--- start of Supplied material ---
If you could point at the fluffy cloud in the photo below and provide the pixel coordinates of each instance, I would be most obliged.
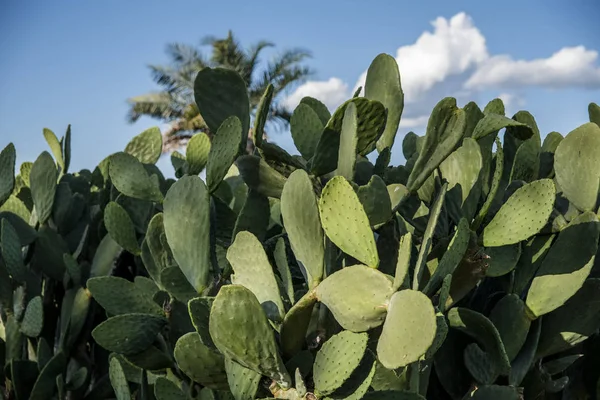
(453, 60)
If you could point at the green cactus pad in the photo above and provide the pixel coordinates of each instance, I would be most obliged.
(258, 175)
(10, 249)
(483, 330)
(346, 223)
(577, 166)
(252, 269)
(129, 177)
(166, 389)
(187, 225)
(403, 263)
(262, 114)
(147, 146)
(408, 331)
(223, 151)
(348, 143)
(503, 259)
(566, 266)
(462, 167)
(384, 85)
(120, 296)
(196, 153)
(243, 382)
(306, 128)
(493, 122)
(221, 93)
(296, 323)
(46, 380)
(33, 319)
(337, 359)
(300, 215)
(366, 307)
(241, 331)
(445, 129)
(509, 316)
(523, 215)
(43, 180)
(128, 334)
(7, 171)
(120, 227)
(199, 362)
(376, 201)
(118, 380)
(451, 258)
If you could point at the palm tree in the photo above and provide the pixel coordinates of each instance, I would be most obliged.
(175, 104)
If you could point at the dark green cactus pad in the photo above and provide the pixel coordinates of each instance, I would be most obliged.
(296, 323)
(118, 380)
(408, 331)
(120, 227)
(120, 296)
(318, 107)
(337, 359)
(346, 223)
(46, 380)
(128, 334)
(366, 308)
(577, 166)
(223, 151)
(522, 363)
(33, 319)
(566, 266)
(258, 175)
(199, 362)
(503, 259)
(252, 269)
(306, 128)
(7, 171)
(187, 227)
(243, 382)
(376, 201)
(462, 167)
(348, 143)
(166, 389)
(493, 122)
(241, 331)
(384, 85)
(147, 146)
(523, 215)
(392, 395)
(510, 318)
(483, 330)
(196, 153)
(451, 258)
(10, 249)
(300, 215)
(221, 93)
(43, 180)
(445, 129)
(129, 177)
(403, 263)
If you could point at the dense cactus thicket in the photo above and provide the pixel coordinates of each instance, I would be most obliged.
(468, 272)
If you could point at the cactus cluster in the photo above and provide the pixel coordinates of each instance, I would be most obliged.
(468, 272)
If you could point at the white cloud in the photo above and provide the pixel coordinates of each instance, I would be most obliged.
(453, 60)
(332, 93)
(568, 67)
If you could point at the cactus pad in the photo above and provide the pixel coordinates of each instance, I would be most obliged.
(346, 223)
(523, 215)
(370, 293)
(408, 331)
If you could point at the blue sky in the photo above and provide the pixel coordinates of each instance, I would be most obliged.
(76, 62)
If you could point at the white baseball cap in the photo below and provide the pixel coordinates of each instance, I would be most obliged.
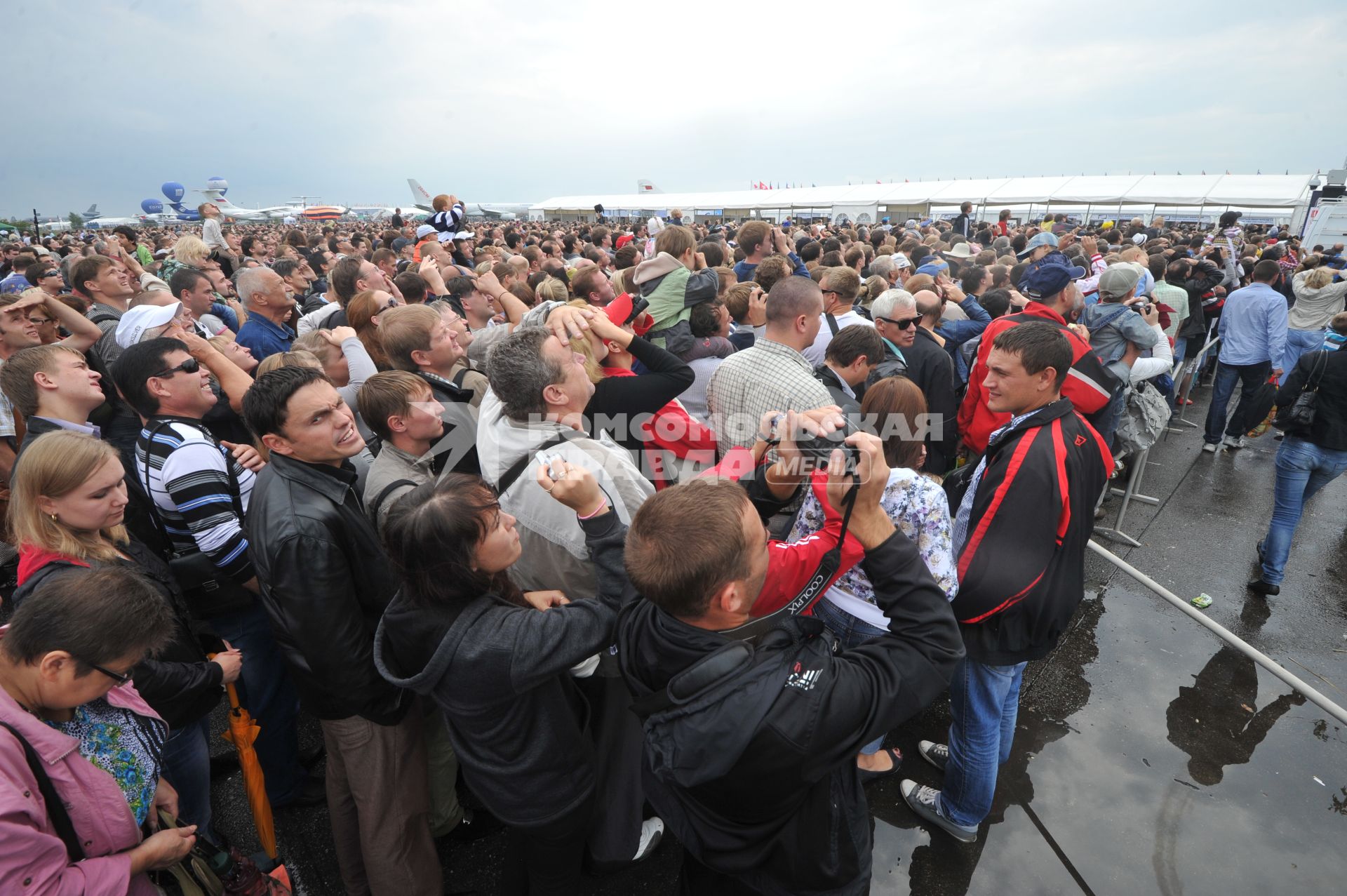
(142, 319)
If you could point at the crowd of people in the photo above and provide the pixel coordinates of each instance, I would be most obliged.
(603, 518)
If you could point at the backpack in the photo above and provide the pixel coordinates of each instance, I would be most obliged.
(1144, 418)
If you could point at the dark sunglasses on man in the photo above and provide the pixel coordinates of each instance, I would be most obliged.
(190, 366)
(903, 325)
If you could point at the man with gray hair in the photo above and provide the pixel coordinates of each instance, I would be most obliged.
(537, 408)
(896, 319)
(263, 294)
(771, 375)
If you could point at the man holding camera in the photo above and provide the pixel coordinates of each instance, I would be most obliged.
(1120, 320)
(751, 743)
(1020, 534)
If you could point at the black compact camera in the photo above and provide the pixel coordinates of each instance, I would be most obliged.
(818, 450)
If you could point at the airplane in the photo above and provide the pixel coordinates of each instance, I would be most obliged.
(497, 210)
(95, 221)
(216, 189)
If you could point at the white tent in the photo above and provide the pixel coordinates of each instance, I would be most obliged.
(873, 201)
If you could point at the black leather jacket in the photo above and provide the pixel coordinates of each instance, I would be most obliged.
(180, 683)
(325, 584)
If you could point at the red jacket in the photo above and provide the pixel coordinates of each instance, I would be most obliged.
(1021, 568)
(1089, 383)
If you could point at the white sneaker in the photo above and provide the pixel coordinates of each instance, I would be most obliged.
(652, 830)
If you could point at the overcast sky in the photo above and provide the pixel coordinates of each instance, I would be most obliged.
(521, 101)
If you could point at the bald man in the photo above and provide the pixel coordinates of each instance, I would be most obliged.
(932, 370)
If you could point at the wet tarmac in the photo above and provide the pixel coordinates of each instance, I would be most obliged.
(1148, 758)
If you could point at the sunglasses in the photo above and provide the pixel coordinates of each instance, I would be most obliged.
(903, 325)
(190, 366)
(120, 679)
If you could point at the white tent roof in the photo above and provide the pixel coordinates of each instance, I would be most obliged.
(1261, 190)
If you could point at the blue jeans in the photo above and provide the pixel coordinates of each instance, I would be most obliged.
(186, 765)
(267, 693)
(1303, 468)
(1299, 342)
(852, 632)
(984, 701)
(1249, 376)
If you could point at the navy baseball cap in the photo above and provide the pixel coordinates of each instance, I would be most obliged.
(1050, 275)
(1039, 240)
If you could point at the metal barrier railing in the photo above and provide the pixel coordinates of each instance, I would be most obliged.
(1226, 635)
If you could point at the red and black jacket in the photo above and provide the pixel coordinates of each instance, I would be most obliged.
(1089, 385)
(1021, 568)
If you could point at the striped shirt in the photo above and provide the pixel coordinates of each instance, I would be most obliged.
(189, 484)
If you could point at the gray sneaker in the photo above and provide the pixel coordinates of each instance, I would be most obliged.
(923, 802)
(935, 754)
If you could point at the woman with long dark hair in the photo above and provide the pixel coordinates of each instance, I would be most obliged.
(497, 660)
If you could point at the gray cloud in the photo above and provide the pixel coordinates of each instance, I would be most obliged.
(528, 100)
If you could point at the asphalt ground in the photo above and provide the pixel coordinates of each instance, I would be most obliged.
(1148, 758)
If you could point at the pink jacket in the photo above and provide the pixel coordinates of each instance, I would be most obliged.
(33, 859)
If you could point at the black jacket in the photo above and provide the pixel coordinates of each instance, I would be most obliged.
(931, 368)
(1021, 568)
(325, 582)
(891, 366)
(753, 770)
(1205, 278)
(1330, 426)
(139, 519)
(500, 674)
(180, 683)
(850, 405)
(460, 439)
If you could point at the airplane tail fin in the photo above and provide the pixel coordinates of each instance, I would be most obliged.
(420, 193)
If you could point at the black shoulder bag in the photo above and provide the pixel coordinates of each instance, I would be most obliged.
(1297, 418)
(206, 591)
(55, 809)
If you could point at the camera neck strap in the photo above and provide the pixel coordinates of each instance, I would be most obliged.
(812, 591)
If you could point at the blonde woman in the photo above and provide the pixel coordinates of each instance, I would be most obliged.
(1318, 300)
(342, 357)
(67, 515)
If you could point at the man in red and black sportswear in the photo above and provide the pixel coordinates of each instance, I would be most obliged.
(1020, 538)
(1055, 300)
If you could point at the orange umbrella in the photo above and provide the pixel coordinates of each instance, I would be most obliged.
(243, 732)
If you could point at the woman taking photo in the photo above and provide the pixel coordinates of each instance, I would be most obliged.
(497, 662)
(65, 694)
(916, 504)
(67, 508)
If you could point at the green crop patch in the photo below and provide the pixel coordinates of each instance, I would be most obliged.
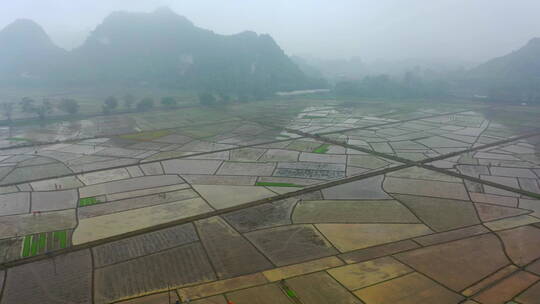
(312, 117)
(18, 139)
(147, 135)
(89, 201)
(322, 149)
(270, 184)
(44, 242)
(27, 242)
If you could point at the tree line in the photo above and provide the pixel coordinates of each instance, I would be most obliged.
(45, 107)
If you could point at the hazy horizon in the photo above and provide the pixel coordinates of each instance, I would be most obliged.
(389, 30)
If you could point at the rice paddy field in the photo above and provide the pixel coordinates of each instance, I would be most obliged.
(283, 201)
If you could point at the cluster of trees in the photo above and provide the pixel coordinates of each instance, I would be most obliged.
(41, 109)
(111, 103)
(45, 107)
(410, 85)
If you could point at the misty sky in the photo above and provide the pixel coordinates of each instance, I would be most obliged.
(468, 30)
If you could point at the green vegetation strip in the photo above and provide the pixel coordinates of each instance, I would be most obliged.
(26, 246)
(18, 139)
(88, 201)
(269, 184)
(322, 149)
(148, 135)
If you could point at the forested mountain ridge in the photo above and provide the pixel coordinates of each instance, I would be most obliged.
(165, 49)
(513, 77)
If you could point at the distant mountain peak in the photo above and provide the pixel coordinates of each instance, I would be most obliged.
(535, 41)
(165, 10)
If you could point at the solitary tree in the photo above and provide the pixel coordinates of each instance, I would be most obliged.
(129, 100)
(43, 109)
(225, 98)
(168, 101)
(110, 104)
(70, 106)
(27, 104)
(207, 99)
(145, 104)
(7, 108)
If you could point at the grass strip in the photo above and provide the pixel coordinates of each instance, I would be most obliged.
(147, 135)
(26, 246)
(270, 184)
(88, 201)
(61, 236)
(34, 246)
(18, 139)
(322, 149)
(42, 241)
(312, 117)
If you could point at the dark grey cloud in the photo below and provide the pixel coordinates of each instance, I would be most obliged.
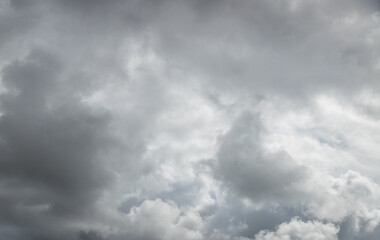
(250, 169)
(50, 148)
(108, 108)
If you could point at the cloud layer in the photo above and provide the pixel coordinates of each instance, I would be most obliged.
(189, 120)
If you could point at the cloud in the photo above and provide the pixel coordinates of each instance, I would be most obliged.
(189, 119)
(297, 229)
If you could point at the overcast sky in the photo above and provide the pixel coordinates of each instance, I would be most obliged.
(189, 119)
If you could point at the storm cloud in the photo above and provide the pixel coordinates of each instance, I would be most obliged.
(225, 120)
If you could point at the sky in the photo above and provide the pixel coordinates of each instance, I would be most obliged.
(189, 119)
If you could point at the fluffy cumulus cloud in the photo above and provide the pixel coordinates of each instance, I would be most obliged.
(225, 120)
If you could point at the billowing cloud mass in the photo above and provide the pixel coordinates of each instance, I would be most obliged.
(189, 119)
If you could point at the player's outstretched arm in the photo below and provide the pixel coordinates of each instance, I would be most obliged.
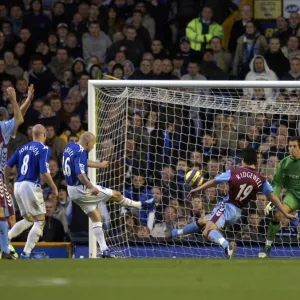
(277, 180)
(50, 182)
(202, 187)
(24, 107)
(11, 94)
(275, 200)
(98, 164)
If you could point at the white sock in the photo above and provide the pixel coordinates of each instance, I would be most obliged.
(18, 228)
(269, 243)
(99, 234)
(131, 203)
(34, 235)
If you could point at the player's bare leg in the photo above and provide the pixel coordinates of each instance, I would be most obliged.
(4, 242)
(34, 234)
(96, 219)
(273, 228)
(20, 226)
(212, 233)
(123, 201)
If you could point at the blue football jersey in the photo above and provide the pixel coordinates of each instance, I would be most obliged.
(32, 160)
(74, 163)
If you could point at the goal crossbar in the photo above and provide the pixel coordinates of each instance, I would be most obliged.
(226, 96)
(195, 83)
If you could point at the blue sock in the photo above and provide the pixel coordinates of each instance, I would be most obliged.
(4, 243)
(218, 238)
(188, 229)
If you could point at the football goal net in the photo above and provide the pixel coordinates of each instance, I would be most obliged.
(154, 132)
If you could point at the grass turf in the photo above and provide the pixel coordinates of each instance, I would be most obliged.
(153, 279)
--- end of Supplied material ---
**Work required**
Copy out everything from the line containing "If you could point at the goal" down to the final line of the items, both ends included.

**Result**
If you could point at the goal crossbar in the photo above and provide the pixel coordinates of each instance, I would be most obliged.
(226, 96)
(195, 83)
If you could point at the blue sock in the photo above and provide the pixel coordinates of each instance, I would be most obliged.
(4, 243)
(218, 238)
(188, 229)
If you could point at the football goal net in the photo above and provide the pixel coordinates of each instance, I would be most obliged.
(154, 132)
If you could point at the grass turf in the photo above and provide the pixel coordinates of each instance, I would be most obliged.
(153, 279)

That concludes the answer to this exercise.